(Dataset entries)
**********

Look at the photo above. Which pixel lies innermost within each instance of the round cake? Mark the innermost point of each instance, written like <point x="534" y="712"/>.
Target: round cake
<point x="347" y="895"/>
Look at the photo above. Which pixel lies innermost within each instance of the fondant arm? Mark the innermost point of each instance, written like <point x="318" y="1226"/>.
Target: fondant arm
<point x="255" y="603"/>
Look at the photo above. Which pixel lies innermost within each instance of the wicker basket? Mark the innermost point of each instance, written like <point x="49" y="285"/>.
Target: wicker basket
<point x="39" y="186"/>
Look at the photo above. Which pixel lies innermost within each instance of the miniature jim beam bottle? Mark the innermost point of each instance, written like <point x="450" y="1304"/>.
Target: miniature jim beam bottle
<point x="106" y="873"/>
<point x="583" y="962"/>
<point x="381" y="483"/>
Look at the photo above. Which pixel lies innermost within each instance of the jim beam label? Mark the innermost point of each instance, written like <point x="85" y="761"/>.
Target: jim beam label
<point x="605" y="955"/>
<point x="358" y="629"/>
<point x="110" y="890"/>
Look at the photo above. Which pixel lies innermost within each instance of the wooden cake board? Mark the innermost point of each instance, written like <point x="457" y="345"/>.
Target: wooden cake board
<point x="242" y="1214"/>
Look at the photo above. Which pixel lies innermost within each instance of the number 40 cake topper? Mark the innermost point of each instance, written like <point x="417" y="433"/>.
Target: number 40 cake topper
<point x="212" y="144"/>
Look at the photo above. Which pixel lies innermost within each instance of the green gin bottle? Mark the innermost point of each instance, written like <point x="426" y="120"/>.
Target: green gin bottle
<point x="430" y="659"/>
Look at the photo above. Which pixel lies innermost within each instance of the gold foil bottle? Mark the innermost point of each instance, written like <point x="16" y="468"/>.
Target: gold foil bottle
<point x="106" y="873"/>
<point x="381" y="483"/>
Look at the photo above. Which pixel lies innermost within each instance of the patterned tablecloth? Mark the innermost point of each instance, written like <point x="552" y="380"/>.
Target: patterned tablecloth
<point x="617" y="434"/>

**********

THE TASK >> Every entry must be duplicated exactly as it stands.

COMPLETED TASK >>
Look at the photo above. Which pixel lies innermost within each instance of the round cake? Mark the innermost point of each instance, written like <point x="534" y="712"/>.
Target: round cake
<point x="347" y="895"/>
Look at the photo above. Which pixel lies innermost within each instance of the fondant arm? Mark the innermost point of each instance, written like <point x="318" y="1226"/>.
Target: fondant arm
<point x="255" y="603"/>
Look at the photo above. Which pixel lies innermost within each instance of the wicker basket? Mark the innermost point of each instance, written like <point x="49" y="285"/>.
Target: wicker basket
<point x="39" y="186"/>
Look at the photo above. Which pixel lies innermost within each instance of the miniature jim beam bottle? Mark the innermost point of each instance, written like <point x="450" y="1304"/>.
Target: miniature jim beam bottle
<point x="106" y="873"/>
<point x="583" y="962"/>
<point x="381" y="483"/>
Look at the photo above. Which pixel lies innermost within each instance of the jim beam label? Mark the innermost point of each instance, written like <point x="85" y="761"/>.
Target: jim beam label
<point x="605" y="955"/>
<point x="358" y="629"/>
<point x="110" y="890"/>
Look at the photo above. Which pixel lies innermost within each instance of the wooden cake board? Mark the innermost point of each instance, written like <point x="457" y="345"/>.
Target: wooden cake board
<point x="242" y="1214"/>
Look at the photo above. Which pixel lies innermost within each instance of the number 40 cake topper? Mark the innermost point of each instance, written like <point x="417" y="433"/>.
Target: number 40 cake topper
<point x="212" y="144"/>
Look at the photo above. Which pixel lies innermost within each instance of the green gin bottle? Mark the innermost point of each instance, written like <point x="426" y="120"/>.
Target: green gin bottle
<point x="430" y="659"/>
Look at the photo above. Which pixel lies innermost within each instance of the gold foil bottle? Mark the innermost point of each instance, written like <point x="16" y="468"/>.
Target: gold foil bottle
<point x="106" y="873"/>
<point x="381" y="483"/>
Look at the photo above. Which pixel lies innermost within each instance of the patterned tablecloth? Mark the innermost point of each instance, written like <point x="552" y="380"/>.
Target: patterned tablecloth
<point x="617" y="434"/>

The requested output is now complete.